Atravesamos Sol. Hacía frío. Lentamente empezó a cambiar el paisaje humano. Un reguero de coimas callejeras deambulaba entre Espoz y Mina y Cruz, con un pequeño enjambre de moscones rijosos y porfiantes aleteando a su alrededor, mientras eran vigilados de cerca por la mirada pendenciera de algún rufián. Fuimos de allí hasta Tirso de Molina, al borde de lo que antes eran los barrios bajos.

• Datos proporcionados:
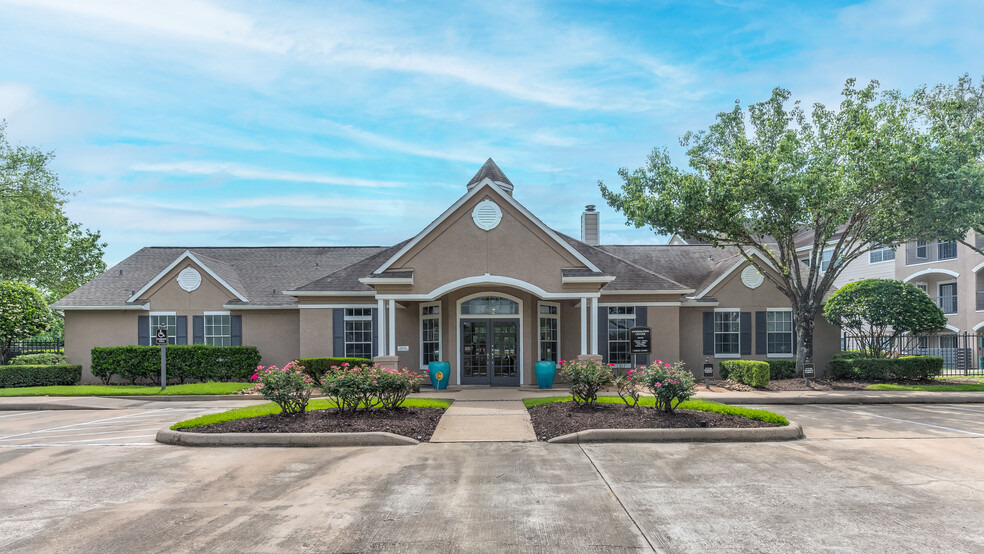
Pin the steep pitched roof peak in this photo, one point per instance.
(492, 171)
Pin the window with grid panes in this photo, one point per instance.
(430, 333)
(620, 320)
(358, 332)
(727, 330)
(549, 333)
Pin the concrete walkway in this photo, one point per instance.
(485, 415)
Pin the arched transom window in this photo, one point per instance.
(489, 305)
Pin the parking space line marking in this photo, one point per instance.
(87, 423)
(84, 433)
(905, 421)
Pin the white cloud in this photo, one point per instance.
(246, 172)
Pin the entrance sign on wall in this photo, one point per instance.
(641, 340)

* * *

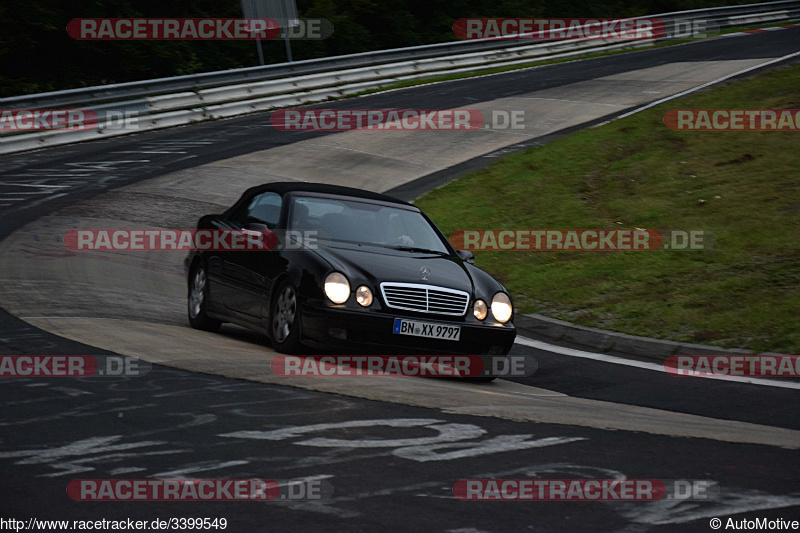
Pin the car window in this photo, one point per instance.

---

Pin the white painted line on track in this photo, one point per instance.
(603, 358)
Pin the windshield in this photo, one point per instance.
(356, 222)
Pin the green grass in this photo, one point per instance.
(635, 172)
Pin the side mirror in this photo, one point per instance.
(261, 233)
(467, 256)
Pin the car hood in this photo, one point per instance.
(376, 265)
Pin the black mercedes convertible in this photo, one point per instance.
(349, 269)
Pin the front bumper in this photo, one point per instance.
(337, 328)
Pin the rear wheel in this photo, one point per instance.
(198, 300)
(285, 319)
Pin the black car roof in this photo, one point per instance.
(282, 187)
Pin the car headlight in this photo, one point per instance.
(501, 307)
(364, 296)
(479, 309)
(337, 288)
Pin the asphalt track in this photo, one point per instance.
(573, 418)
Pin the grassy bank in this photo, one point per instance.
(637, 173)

• Sobre esta tarea:
Según el texto proporcionado, ¿a qué lugar se dirigieron desde la zona entre Espoz y Mina y Cruz?

• Respuesta escrita:
A Tirso de Molina, al borde de lo que antes eran los barrios bajos.